[Data lines]
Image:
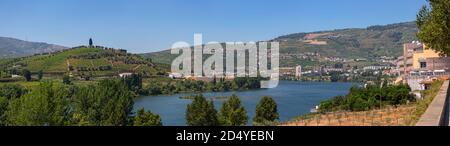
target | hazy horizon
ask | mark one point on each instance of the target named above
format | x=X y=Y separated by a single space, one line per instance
x=143 y=26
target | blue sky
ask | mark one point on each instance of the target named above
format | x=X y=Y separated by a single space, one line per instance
x=151 y=25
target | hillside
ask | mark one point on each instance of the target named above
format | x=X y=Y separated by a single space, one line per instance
x=10 y=47
x=83 y=62
x=303 y=48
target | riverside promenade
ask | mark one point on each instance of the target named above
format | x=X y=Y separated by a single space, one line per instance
x=437 y=113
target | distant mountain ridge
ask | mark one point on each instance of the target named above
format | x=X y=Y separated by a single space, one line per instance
x=11 y=47
x=352 y=43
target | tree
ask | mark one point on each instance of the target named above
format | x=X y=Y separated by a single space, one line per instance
x=66 y=80
x=233 y=113
x=40 y=74
x=3 y=105
x=434 y=25
x=266 y=111
x=146 y=118
x=90 y=42
x=45 y=106
x=201 y=112
x=109 y=103
x=27 y=75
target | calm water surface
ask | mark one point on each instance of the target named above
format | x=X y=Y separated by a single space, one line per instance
x=293 y=99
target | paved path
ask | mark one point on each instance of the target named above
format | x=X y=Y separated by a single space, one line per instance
x=437 y=113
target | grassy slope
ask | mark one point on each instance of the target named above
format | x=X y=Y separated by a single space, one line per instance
x=58 y=63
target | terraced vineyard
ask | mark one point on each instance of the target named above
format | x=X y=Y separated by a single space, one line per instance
x=83 y=62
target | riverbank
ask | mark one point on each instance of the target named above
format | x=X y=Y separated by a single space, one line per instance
x=293 y=99
x=403 y=115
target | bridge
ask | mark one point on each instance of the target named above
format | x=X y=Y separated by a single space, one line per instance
x=438 y=113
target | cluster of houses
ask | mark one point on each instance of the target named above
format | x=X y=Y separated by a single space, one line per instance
x=420 y=65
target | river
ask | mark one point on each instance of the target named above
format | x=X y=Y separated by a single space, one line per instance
x=293 y=99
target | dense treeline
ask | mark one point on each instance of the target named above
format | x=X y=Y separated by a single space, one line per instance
x=202 y=112
x=361 y=99
x=109 y=103
x=217 y=85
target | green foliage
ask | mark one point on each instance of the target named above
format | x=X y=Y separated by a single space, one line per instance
x=233 y=113
x=27 y=75
x=3 y=107
x=216 y=85
x=134 y=82
x=90 y=42
x=45 y=106
x=66 y=80
x=201 y=112
x=40 y=74
x=266 y=111
x=434 y=25
x=362 y=99
x=146 y=118
x=12 y=91
x=108 y=104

- [REQUIRED WORK] Lay out all of the data above as a numbered list, omitting any blank lines and the pictures.

- [OUTPUT]
1. Image:
2. target | hazy horizon
3. ask | mark one point on each instance of the target named above
4. format | x=X y=Y separated by a single space, one line per instance
5. x=143 y=26
6. target | blue sky
7. ask | mark one point on each instance of the target named above
8. format | x=X y=Y separated by a single space, one line per instance
9. x=151 y=25
10. target | hillside
11. ask | mark one point on each instance of the target named above
12. format | x=X y=Y separated by a single space, one line per instance
13. x=10 y=47
14. x=83 y=62
15. x=303 y=48
16. target | riverside promenade
17. ask | mark one point on each instance of the target named above
18. format | x=X y=Y separated by a single space, one line per instance
19. x=437 y=113
20. target | distant mountain ridge
21. ask | mark one point on each instance of the target named above
22. format | x=X y=Y separated by a single space, one line per instance
23. x=11 y=47
24. x=352 y=43
25. target | tree
26. ask | mark one point on each instance of the target named above
27. format | x=X y=Y separated by a single space, one line per instance
28. x=66 y=80
29. x=233 y=113
30. x=40 y=74
31. x=3 y=105
32. x=434 y=25
33. x=266 y=111
34. x=146 y=118
35. x=90 y=42
36. x=45 y=106
37. x=201 y=112
38. x=109 y=103
39. x=27 y=75
40. target | calm water surface
41. ask | mark one point on each instance of the target named above
42. format | x=X y=Y separated by a single space, one line per instance
43. x=293 y=99
44. target | paved path
45. ask | mark one point on each instance of the target named above
46. format | x=X y=Y separated by a single space, one line per instance
47. x=437 y=113
48. target | grassy slope
49. ask | mark one point on each instance of the target named above
50. format | x=X y=Y separated by a single space, one line per instance
51. x=58 y=63
52. target | terraced vineyard
53. ask | mark one point on each instance of the target named above
54. format | x=X y=Y separated by a single space, one line per instance
55. x=83 y=62
56. target | riverbank
57. ask | mark one point on each instance of the target named above
58. format | x=X y=Y separated by a single space, one line per instance
59. x=293 y=99
60. x=403 y=115
61. target | bridge
62. ask | mark one point on each instance of the target named above
63. format | x=X y=Y separated by a single space, one line per instance
64. x=438 y=113
65. target | cluster of houses
66. ask | mark one point on each instance of the target named above
67. format | x=X y=Y separated by a single space, one line per instance
68. x=420 y=65
69. target | river
70. ask | mark one point on each instance of the target named above
71. format | x=X y=Y separated by a single space, one line per instance
72. x=293 y=99
73. target | dense treeline
74. ask | mark one point on each instance of the target named above
75. format | x=X y=Y separated by a single space, one line per instance
76. x=202 y=112
77. x=361 y=99
78. x=109 y=103
79. x=217 y=85
80. target | green foliage
81. ask | mark one point on each instance of the target named above
82. format | x=X y=Y separated by a single space, one line per instance
83. x=233 y=113
84. x=27 y=75
85. x=3 y=107
86. x=216 y=85
87. x=134 y=82
88. x=90 y=42
89. x=45 y=106
90. x=66 y=80
91. x=201 y=112
92. x=40 y=74
93. x=266 y=111
94. x=434 y=25
95. x=362 y=99
96. x=146 y=118
97. x=12 y=91
98. x=108 y=104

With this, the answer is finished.